Un jour, il était carrément nu et regardait mon ex-copine, dans la boulangerie.
« Un mec spécial », confie un autre voisin.
Malgré son passé flou et cette vie étrange, Christian semblait n'effrayer
personne.
« Depuis le meurtre, on pensait à lui, mais on n'arrive pas à
l'imaginer commettre un tel acte », lâche, perplexe, la
bénévole des Restos. « Lui, le coupable
? Ça m'étonnerait », estime Alain Donchot. Face aux gendarmes, l'ancien
commis de ferme a pourtant reconnu les faits. Faut-il y voir un lien avec la
vieille histoire de l'émasculation ? « Mais cela, c'était le plus jeune
qui se l'était fait » dit Alain. « D'ailleurs depuis quelques mois,
ils habitaient de nouveau ensemble. Cela ne leur vaut rien de bon, vaudrait
mieux qu'ils restent séparés. » Cette affaire, Christian
l'avait vaguement évoquée avec l'un de ses employeurs à la carrière où il
chargeait des cailloux dans un broyeur. «Christian avait fait un séjour en
prison. Il en
parlait pas trop mais il disait : « de toutes façons, je suis malade,
ce n'est pas ma faute, j'ai été violé par des gens là où j'avais été placé, et
mon frère Francis c'est pareil ».

▸ Données de localisation par point pour chaque instance:
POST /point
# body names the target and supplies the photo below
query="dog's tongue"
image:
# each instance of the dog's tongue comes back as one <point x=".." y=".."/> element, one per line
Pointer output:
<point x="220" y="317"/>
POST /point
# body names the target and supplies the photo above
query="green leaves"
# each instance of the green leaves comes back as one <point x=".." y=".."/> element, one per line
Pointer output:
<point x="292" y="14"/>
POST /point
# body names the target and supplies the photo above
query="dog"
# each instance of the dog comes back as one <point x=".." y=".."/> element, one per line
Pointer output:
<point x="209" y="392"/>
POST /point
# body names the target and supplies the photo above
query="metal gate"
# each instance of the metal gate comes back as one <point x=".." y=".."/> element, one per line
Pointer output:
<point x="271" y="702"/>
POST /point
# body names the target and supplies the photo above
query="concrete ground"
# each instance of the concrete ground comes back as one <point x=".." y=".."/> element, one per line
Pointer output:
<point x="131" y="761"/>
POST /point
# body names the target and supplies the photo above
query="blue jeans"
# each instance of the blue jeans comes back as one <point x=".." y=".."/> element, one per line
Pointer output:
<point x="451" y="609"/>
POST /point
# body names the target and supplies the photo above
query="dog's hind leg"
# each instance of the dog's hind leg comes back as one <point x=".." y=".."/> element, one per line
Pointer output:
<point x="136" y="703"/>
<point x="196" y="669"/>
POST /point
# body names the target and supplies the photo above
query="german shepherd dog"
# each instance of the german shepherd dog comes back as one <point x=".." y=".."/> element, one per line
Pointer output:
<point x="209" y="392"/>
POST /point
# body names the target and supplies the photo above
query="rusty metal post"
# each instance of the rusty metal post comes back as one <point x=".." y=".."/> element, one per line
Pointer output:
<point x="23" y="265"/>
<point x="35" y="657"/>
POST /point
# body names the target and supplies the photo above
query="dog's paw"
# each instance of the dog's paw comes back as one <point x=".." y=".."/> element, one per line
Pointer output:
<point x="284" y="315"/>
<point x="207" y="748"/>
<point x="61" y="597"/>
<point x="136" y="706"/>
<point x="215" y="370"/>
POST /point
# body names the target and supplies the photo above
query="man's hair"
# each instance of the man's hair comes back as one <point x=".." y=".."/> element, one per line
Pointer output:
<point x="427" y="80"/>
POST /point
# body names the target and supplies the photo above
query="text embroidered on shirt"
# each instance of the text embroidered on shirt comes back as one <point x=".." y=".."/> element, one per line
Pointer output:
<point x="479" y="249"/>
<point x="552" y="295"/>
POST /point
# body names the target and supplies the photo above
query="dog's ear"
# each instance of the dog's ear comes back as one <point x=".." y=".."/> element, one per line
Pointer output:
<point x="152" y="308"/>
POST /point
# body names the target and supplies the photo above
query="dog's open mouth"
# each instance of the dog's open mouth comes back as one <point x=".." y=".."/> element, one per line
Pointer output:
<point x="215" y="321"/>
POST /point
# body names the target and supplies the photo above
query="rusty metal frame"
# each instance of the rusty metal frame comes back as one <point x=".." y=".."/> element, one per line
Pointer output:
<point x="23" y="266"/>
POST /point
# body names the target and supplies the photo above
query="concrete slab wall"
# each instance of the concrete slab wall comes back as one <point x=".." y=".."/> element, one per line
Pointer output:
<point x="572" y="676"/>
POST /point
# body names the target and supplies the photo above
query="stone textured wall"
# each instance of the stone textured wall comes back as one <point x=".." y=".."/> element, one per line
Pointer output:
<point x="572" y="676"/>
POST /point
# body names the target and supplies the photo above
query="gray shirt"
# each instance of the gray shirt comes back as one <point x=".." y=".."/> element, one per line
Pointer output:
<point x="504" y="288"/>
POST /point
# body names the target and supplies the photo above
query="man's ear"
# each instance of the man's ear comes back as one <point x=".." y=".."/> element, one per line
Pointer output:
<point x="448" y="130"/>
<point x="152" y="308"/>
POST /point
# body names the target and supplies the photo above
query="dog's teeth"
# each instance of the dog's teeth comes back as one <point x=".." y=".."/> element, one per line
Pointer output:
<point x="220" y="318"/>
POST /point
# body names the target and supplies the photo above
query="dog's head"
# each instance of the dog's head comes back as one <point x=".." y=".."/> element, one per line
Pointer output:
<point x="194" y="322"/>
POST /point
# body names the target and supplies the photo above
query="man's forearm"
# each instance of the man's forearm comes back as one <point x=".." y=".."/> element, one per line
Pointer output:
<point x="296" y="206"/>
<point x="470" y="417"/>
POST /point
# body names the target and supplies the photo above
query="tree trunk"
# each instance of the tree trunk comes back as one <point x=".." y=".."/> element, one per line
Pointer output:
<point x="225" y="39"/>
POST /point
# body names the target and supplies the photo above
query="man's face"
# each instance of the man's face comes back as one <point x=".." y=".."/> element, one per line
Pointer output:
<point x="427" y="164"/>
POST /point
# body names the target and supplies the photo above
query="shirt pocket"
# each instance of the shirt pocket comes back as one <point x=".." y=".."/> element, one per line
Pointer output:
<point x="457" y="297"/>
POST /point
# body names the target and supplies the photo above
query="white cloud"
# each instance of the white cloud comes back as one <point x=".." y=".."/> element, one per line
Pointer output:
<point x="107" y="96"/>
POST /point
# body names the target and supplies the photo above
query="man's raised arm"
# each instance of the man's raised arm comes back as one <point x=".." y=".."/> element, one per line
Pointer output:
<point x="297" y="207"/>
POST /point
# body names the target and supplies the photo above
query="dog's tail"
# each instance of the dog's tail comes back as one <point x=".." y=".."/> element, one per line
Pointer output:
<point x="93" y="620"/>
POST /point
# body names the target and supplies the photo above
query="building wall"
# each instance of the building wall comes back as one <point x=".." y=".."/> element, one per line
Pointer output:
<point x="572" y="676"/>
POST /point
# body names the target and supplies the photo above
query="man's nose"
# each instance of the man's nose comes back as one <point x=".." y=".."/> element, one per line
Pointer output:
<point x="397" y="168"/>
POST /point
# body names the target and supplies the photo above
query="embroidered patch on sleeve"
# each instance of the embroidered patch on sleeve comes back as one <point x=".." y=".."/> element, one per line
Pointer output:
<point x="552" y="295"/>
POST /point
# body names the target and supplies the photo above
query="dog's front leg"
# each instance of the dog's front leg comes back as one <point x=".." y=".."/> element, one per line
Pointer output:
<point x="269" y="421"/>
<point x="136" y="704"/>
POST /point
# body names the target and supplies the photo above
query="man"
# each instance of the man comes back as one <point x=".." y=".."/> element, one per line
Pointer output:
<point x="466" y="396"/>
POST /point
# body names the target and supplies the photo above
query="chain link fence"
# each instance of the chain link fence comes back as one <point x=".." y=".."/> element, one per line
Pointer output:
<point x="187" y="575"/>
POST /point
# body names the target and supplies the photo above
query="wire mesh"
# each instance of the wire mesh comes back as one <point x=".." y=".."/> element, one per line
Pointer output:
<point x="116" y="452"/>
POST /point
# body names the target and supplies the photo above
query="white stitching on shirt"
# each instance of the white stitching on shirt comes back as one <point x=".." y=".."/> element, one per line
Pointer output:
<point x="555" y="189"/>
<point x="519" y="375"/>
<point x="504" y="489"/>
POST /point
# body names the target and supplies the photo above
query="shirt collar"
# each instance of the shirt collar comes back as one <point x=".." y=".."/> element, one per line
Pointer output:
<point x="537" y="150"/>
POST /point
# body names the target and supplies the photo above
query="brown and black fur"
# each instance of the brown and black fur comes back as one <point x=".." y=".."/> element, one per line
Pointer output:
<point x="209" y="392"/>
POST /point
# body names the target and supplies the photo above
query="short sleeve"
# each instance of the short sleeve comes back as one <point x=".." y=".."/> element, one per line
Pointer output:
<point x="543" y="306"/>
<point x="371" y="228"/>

▸ CONSIGNE 1: D'après l'extrait sur Christian, quelle tâche accomplissait-il à la carrière ?
▸ CONSIGNE 2: Prolongez l'extrait sur Christian à partir de sa dernière phrase.
Les items forment un matériau indépendant de l'extrait sur Christian.

▸ PRODUCTION ATTENDUE 1: Il chargeait des cailloux dans un broyeur.

▸ PRODUCTION ATTENDUE 2:
Quoi qu'il en soit, la justice va
s'intéresser de près au passé des deux commis de ferme, les deux frères de la
rue des Canadiens.
Ainsi
se terminait l’article. Curieusement, il n’était pas signé. L’article est un
peu décousu et il n’est pas facile de s’y retrouver. Le journaliste parle
surtout de Christian, qui serait le principal suspect. Très peu d'informations
sur Francis, le plus jeune, si ce n'est
qu'il était revenu vivre avec son frère les derniers mois. Leur parcours se
clarifiait par contre: Soignies, Trivières, Maurage, Strépy. Placement en
institut (avec abus sexuel), famille d’accueil, travail de commis de ferme…
Je
suivis l’affaire de l’assassinat à travers la presse bien sûr. S’y mêla une
série de rumeurs et de fausses pistes. On reparla des parties fines organisées
au château. N’y participait que du beau monde. Mais Demez employait
occasionnellement les deux frères comme gardiens et hommes à tout faire.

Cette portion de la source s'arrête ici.